__Ejercicio escrito 1__: Duplica tal cual las líneas del listado desde su comienzo hasta la línea que contiene "25;78;32;81", ambas incluidas.

__Fragmento de lectura__:
━━━━━━━━━━━━━━━━━━━━━━━━━━━━━━
Si me equivoco que alguien me saque del error, pero estoy casi seguro que lo escuché de boca de Santiago Camacho en uno de sus programas del podcast «Días Extraños». Allí se hablaba de una suerte de experimento que trataba de recoger y analizar la respuesta de los individuos ante ciertas situaciones, comentarios y otros estímulos en relación a las Redes Sociales. Los grupos se dividieron entre aquellos que tenían luz verde para ponerse a teclear, sin restricción o limitación, y aquellos otros a los que no se les permitió darle al asunto hasta pasados unos cinco minutos.
Los resultados no pudieron ser más interesantes y dispares (a la par que obvios): los individuos que se habían visto constreñidos a esperar un tiempo prudencial para vociferar su opinión o réplica terminaban escribiendo frases moderadas, sin ápice de radicalidad lingüística; incluso es probable que perdieran el interés por eso de avivar el fuego; en definitiva, se lo habían pensado. Justo lo contrario sucedió con el grupo “liberado”, que se permitió la más jactanciosa y ruin actividad para gloria de la Psicología.
━━━━━━━━━━━━━━━━━━━━━━━━━━━━━━
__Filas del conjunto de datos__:

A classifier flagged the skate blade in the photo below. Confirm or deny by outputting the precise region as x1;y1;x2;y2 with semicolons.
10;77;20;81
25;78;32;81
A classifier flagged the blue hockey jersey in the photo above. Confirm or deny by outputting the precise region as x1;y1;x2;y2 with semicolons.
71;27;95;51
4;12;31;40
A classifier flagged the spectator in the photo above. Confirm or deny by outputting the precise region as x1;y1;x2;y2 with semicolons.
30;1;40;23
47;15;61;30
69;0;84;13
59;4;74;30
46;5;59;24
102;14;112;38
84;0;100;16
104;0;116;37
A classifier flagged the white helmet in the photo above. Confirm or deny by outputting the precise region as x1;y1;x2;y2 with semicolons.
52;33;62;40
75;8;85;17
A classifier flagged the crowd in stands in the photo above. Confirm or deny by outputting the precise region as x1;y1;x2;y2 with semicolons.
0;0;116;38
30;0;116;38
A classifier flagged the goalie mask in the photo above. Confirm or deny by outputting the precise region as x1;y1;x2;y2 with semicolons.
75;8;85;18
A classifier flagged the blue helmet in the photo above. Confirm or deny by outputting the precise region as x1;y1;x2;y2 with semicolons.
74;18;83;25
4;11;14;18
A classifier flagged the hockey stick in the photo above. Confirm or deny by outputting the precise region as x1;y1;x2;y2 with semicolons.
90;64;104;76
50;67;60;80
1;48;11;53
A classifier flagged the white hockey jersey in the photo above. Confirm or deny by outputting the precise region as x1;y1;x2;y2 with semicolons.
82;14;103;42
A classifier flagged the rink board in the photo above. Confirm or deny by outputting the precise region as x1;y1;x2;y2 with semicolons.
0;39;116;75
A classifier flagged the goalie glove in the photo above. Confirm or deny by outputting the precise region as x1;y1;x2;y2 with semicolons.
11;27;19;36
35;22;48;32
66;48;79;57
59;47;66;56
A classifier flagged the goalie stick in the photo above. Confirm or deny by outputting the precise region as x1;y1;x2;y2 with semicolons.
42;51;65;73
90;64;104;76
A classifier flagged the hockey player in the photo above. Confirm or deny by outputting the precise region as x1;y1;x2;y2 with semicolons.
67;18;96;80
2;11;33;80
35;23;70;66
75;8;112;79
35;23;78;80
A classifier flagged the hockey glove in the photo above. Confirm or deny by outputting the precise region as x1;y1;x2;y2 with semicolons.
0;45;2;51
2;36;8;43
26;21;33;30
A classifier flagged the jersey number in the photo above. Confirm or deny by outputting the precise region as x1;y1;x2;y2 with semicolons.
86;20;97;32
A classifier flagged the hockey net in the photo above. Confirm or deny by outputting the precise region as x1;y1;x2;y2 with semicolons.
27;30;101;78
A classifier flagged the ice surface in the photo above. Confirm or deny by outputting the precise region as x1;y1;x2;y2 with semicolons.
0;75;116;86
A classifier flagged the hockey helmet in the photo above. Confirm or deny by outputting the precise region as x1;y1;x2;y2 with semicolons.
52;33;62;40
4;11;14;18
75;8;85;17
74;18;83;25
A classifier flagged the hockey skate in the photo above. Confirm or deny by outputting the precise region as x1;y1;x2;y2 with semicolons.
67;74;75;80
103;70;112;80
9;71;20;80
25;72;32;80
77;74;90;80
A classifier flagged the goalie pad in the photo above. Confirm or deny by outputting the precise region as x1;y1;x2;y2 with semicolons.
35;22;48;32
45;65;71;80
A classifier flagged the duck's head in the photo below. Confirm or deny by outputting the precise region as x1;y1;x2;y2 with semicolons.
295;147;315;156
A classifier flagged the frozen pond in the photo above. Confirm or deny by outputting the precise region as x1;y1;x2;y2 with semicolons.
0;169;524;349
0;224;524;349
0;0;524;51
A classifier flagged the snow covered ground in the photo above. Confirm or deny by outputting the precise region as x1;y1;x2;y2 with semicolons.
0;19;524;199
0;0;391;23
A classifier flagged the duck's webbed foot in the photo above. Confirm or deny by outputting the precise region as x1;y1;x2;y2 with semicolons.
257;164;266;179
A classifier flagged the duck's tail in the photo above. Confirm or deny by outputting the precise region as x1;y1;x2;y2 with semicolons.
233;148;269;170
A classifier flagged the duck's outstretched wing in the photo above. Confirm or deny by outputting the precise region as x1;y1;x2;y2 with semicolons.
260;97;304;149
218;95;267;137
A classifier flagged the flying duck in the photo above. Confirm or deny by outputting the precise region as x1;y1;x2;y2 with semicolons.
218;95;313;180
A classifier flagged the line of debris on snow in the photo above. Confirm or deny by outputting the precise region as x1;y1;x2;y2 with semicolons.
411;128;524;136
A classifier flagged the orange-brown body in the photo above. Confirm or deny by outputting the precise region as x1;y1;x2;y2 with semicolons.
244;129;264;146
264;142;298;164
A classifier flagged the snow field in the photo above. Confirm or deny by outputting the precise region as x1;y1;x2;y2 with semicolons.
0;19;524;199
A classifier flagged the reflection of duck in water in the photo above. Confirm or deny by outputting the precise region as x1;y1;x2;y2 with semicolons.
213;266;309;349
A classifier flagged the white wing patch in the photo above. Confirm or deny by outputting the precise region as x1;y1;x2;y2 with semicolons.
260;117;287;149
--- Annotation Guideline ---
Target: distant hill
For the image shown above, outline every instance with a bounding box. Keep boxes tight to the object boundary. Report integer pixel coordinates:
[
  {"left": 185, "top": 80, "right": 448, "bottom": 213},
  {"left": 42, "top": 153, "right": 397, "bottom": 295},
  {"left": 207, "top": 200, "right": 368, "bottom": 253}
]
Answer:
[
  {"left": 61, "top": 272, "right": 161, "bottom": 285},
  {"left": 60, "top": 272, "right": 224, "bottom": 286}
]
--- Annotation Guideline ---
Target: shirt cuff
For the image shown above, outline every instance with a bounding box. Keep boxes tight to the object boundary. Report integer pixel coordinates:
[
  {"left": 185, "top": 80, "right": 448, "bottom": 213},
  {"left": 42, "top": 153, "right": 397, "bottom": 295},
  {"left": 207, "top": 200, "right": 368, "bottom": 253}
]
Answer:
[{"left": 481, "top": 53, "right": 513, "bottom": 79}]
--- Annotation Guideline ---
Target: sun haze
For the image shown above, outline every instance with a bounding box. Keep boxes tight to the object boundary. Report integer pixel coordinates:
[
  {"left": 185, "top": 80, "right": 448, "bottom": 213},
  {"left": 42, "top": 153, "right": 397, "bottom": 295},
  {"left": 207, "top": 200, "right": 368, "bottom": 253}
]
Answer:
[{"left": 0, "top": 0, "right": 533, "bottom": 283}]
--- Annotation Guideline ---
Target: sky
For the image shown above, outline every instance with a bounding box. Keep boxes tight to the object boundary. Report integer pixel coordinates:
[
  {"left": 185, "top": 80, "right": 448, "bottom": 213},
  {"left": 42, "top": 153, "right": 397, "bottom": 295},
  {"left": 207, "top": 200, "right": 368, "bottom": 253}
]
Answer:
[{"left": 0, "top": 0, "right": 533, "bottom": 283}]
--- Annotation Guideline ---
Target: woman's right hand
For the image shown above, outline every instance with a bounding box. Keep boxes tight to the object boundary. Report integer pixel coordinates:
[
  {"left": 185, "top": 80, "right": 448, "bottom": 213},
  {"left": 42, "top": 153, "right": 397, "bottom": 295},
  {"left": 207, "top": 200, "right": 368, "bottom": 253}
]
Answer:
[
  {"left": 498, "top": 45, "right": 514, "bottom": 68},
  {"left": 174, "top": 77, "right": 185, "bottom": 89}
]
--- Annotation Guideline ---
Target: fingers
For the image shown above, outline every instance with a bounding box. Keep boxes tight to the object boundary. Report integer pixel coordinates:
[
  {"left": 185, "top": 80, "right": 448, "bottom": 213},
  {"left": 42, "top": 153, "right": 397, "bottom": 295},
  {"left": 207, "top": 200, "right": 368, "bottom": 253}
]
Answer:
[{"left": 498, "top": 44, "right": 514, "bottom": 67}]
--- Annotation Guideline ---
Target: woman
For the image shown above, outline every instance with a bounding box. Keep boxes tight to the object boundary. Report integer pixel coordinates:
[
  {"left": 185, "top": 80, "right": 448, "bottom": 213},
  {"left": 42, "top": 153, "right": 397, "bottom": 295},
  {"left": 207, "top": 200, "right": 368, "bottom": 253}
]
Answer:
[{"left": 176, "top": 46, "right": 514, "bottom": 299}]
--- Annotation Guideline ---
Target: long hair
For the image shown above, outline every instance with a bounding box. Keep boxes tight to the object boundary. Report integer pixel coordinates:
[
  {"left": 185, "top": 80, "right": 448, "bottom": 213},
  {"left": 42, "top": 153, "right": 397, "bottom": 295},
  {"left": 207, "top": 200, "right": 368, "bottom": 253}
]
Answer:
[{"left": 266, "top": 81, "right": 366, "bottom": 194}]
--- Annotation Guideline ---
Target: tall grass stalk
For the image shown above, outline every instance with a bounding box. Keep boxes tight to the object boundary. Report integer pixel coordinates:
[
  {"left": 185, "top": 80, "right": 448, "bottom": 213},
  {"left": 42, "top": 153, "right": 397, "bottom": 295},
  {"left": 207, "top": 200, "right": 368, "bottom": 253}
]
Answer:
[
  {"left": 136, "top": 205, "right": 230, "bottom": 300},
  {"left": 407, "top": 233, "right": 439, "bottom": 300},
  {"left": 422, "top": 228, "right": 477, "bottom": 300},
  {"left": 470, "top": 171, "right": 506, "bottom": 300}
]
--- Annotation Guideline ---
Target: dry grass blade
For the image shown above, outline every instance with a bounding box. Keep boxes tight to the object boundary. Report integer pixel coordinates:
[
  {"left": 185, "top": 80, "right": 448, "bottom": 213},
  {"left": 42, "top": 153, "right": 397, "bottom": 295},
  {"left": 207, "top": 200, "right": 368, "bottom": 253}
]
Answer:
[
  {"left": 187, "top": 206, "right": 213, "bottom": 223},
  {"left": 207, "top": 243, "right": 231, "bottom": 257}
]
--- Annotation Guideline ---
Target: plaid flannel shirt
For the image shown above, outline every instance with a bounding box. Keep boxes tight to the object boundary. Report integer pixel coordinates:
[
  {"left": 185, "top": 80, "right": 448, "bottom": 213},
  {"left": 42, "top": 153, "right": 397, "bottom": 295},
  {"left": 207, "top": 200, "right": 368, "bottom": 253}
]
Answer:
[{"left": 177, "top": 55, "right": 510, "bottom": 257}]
━━━━━━━━━━━━━━━━━━━━━━━━━━━━━━
__Ejercicio escrito 2__: Según el fragmento de lectura, ¿cuánto tiempo debía esperar el grupo restringido antes de poder escribir?

__Solución propuesta 1__:
A classifier flagged the skate blade in the photo below. Confirm or deny by outputting the precise region as x1;y1;x2;y2 with semicolons.
10;77;20;81
25;78;32;81

__Solución propuesta 2__: Unos cinco minutos.